TASK TO COMPLETE: Write out, word for word, the part of the Iowa caucus article that opens with the words containing "So goes the nation: the" and closes with "the primary season?".

*** Opening DOCUMENT TEXT ***

So goes the nation: the Iowa Republican caucus


By Nick DAngelo

The term “…So Goes the Nation” is traditionally attributed to the swing state of Ohio. But prior to the Buckeye State, the honor of “bellwether state” had been bestowed on Delaware, Kentucky, Nevada, Wisconsin and Maine, the original holder after the decisive 1840 election of Benjamin Harrison. The term has also been linked to the presidential primaries, often handed off after decisive primary contests: As goes Iowa, As goes New Hampshire, As goes South Carolina. But will the Jan. 3 Iowa caucus, the first votes cast for the 2012 Republican nominee for President of the United States, hold any special value? What do last week’s results mean for the rest of the primary season?

Iowa is commonly given a reputation as an evangelical stronghold—a breeding ground for far-right social conservatism. And while that may be true for some of the state’s 99 counties, it is far from totally accurate. In fact, in the 2010 Republican primary for governor, the Iowa GOP voted for establishment candidate Terry Branstad over the Tea Party favorite Bob Vander Plaats by a 10-point margin. Prior to that, Iowa had been led by one of the nation’s most prominent Democratic governors, and handed Barack Obama her seven electoral votes in 2008. By some definition it’s a swing state, won by social conservatives only when support is solidly behind a single candidate, such as Mike Huckabee last cycle. 2012, as with so many other things, was different. The social conservative, far-right religious wing of the Republican Party was fractured between four candidates: Rep. Michele Bachmann, Gov. Rick Perry, Speaker Newt Gingrich and eventual stalwart Sen. Rick Santorum. Because of this failure to settle on a singular candidate, Mitt Romney was able to stagger to victory by an embarrassing eight votes.

*** Closing DOCUMENT TEXT ***
*** Opening DATA SHOWN ***

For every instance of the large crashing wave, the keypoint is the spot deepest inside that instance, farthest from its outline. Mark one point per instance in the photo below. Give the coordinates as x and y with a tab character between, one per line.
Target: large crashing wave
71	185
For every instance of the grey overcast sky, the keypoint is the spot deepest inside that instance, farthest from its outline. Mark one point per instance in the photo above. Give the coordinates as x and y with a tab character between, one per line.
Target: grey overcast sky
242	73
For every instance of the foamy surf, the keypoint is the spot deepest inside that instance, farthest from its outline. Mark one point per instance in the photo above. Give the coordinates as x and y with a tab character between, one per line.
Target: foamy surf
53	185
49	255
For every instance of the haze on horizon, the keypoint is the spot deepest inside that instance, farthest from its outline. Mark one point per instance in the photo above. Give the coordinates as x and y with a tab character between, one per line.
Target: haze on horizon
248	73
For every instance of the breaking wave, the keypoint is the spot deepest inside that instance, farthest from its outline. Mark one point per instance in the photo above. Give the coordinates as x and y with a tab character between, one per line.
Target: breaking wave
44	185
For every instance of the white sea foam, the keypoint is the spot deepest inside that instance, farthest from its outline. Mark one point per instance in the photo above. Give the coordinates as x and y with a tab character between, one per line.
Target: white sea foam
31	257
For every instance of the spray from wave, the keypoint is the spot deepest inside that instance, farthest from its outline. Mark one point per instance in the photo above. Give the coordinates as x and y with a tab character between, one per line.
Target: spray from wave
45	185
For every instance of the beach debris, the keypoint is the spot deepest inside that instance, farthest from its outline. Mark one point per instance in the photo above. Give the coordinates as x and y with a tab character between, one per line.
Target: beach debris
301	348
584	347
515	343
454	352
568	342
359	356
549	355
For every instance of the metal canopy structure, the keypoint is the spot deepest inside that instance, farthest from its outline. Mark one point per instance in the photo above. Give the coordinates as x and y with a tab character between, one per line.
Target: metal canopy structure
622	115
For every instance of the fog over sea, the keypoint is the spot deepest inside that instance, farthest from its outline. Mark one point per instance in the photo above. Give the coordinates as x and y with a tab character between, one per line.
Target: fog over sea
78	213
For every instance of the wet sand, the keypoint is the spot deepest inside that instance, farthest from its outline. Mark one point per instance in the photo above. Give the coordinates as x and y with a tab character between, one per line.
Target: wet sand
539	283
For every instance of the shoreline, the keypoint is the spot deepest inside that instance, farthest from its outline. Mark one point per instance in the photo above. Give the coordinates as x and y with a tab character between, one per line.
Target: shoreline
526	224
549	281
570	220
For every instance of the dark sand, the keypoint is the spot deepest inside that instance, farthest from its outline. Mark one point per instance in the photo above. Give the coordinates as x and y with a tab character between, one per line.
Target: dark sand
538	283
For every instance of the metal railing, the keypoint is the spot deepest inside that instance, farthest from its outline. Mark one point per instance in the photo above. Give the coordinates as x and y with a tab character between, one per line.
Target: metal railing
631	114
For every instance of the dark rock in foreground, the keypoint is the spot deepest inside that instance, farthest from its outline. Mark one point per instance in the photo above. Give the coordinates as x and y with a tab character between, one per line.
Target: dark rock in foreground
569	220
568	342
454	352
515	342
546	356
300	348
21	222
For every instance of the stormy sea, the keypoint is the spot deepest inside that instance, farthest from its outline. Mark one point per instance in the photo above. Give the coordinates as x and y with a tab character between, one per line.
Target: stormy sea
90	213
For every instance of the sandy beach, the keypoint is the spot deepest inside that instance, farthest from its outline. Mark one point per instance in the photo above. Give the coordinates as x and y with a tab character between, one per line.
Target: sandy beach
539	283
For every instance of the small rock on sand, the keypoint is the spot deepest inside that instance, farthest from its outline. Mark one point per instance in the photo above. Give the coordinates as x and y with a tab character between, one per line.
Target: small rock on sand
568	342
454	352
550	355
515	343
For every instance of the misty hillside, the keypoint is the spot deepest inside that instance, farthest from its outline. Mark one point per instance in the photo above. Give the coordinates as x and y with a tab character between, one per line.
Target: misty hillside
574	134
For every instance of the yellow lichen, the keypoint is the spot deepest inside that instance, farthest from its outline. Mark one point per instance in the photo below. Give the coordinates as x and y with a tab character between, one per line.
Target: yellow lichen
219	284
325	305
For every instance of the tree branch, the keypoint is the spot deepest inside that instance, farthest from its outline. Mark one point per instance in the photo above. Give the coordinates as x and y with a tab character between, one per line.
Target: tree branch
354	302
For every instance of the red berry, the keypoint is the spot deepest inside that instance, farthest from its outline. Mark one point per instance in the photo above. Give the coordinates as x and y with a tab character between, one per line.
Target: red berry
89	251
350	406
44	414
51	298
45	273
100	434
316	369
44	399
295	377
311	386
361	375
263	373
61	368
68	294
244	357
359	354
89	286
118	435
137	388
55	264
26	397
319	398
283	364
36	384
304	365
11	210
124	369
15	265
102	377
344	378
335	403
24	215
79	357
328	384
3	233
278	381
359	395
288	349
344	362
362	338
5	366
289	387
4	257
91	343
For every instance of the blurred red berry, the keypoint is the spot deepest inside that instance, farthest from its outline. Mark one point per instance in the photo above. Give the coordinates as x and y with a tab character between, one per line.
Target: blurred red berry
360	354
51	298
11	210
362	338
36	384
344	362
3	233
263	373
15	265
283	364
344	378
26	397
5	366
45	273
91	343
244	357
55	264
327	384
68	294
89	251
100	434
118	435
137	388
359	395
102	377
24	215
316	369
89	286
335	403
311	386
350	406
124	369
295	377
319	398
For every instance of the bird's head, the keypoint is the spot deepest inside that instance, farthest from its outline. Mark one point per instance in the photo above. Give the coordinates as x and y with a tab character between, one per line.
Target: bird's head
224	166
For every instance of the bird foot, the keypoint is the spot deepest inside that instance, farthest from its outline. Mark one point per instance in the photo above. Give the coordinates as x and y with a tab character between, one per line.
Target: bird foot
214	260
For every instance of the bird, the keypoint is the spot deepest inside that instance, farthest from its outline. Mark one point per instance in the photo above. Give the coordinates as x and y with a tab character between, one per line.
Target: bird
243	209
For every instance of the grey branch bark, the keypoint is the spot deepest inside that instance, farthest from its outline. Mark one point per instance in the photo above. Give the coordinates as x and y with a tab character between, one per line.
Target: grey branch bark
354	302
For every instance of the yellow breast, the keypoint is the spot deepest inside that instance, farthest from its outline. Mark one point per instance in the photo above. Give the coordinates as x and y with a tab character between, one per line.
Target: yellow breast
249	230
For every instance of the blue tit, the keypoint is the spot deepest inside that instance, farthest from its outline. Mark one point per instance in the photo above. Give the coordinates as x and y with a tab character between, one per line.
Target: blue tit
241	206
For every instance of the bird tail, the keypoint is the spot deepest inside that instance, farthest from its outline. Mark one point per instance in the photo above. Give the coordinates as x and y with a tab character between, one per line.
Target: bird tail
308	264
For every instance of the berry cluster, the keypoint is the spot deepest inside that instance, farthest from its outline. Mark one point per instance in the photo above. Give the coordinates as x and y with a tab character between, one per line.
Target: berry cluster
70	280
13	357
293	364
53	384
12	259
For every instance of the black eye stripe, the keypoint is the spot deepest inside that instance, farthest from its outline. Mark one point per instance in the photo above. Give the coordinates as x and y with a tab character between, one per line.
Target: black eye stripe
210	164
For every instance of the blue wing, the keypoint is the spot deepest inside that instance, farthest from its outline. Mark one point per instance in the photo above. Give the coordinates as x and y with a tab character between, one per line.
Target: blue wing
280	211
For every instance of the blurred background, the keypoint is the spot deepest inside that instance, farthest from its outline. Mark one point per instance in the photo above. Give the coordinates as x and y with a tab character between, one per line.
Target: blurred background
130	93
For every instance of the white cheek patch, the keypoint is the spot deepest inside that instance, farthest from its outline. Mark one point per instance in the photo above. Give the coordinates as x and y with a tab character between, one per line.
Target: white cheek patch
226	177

*** Closing DATA SHOWN ***
*** Opening DATA SHOWN ***

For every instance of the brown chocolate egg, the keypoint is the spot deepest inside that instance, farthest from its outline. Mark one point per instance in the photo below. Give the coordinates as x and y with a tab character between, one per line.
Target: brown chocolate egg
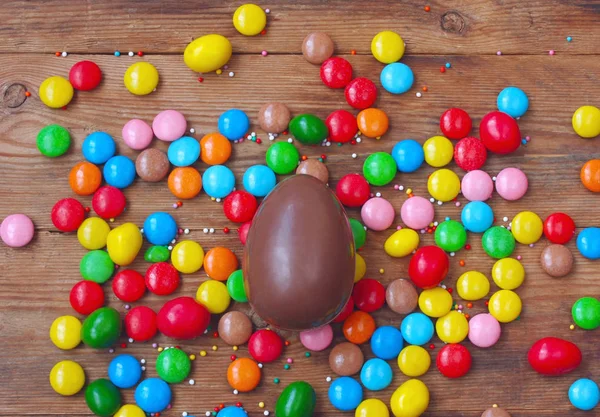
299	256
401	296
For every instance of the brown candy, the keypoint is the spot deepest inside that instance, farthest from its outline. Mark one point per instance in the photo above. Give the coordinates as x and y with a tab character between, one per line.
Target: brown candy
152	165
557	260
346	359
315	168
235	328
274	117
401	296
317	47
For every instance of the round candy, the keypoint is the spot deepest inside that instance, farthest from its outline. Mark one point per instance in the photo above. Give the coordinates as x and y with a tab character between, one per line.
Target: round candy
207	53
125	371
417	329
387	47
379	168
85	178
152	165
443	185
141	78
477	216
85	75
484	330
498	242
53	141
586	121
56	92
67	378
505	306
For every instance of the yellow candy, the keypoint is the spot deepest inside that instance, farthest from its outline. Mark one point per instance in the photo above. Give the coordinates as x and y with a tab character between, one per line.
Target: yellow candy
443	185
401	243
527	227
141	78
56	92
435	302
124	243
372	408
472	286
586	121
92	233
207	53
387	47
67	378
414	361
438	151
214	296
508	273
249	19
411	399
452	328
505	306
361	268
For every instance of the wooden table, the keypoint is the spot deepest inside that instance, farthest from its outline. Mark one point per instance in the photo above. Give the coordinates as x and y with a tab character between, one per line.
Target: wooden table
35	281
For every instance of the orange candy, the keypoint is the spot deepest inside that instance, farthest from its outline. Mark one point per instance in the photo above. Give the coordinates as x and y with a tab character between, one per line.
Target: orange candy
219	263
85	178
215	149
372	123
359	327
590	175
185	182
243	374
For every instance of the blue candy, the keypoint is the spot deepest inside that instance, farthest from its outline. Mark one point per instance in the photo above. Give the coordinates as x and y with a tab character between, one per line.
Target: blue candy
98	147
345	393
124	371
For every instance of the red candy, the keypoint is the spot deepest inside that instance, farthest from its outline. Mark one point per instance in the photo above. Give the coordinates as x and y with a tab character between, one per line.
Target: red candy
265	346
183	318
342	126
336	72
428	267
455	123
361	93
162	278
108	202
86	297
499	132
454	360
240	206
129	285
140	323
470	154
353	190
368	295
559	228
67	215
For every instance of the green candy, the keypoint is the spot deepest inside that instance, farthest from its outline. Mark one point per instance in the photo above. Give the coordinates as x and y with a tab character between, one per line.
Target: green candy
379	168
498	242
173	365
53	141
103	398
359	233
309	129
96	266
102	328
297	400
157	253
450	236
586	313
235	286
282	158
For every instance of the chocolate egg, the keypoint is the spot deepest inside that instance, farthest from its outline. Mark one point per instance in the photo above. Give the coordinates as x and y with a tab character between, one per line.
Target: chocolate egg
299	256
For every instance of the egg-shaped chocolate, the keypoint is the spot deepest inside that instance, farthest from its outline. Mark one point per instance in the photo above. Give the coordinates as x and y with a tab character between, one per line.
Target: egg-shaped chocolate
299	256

*** Closing DATA SHOWN ***
*** Opening DATA SHOWN ***

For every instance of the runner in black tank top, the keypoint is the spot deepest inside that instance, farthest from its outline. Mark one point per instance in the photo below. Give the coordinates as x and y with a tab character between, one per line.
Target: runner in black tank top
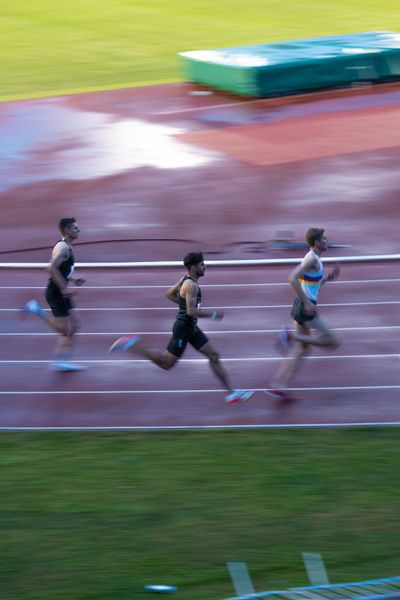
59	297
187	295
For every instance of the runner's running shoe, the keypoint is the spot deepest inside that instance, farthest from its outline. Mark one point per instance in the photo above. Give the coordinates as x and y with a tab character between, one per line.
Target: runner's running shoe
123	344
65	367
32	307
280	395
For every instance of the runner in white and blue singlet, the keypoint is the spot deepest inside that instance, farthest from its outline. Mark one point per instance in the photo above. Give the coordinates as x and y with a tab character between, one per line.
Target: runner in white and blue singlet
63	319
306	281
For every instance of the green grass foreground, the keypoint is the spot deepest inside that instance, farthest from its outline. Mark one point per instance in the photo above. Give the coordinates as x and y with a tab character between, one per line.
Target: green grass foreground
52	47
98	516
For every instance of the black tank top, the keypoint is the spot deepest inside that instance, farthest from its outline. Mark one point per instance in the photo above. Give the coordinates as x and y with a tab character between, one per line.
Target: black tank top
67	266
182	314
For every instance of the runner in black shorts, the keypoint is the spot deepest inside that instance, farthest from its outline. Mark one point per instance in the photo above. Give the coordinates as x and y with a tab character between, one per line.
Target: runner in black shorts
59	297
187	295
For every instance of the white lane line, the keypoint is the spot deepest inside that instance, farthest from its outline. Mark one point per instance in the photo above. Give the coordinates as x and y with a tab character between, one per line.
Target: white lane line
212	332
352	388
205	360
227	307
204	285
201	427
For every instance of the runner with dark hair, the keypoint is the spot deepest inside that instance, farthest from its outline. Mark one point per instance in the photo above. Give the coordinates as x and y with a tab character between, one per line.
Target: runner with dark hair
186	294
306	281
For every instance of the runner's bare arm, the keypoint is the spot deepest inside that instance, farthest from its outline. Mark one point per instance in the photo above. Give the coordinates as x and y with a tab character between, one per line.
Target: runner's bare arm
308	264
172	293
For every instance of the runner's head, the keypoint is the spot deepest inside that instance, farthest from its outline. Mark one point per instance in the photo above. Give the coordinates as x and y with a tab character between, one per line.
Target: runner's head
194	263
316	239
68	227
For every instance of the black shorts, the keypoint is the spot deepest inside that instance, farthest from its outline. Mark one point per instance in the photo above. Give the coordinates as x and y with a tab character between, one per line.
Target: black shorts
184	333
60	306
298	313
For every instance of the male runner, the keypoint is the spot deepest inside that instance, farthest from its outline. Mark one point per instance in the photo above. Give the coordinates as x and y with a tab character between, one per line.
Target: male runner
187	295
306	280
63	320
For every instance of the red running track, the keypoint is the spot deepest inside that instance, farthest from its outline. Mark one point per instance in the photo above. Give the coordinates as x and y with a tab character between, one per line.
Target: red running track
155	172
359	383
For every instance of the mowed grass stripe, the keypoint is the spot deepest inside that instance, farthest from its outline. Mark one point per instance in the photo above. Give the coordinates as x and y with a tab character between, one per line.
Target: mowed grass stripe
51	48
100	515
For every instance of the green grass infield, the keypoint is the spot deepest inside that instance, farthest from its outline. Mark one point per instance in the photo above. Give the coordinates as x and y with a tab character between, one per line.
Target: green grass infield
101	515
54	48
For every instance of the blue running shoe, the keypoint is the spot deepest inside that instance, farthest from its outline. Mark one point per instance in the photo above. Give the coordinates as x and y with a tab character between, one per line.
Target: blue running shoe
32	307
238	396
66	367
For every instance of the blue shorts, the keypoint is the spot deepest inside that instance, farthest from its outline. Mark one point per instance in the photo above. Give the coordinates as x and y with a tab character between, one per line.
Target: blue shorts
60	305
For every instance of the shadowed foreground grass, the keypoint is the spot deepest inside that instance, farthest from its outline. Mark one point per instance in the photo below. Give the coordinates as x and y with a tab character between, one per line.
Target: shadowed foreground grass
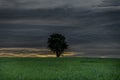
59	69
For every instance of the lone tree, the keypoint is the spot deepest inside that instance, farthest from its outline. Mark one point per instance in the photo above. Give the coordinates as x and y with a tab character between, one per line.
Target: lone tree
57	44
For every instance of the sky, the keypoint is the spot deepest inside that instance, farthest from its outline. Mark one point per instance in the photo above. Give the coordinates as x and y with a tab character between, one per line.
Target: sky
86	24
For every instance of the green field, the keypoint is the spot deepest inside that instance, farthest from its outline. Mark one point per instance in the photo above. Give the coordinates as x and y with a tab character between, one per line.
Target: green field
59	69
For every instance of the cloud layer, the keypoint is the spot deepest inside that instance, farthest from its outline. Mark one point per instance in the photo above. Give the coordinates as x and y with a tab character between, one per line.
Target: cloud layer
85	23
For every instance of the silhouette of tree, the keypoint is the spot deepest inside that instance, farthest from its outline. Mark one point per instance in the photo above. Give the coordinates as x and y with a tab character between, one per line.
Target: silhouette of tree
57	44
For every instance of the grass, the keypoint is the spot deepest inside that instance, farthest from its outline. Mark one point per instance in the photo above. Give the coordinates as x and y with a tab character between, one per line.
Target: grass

*** Closing DATA SHOWN ***

RESPONSE:
So goes the nation: the Iowa Republican caucus


By Nick DAngelo

The term “…So Goes the Nation” is traditionally attributed to the swing state of Ohio. But prior to the Buckeye State, the honor of “bellwether state” had been bestowed on Delaware, Kentucky, Nevada, Wisconsin and Maine, the original holder after the decisive 1840 election of Benjamin Harrison. The term has also been linked to the presidential primaries, often handed off after decisive primary contests: As goes Iowa, As goes New Hampshire, As goes South Carolina. But will the Jan. 3 Iowa caucus, the first votes cast for the 2012 Republican nominee for President of the United States, hold any special value? What do last week’s results mean for the rest of the primary season?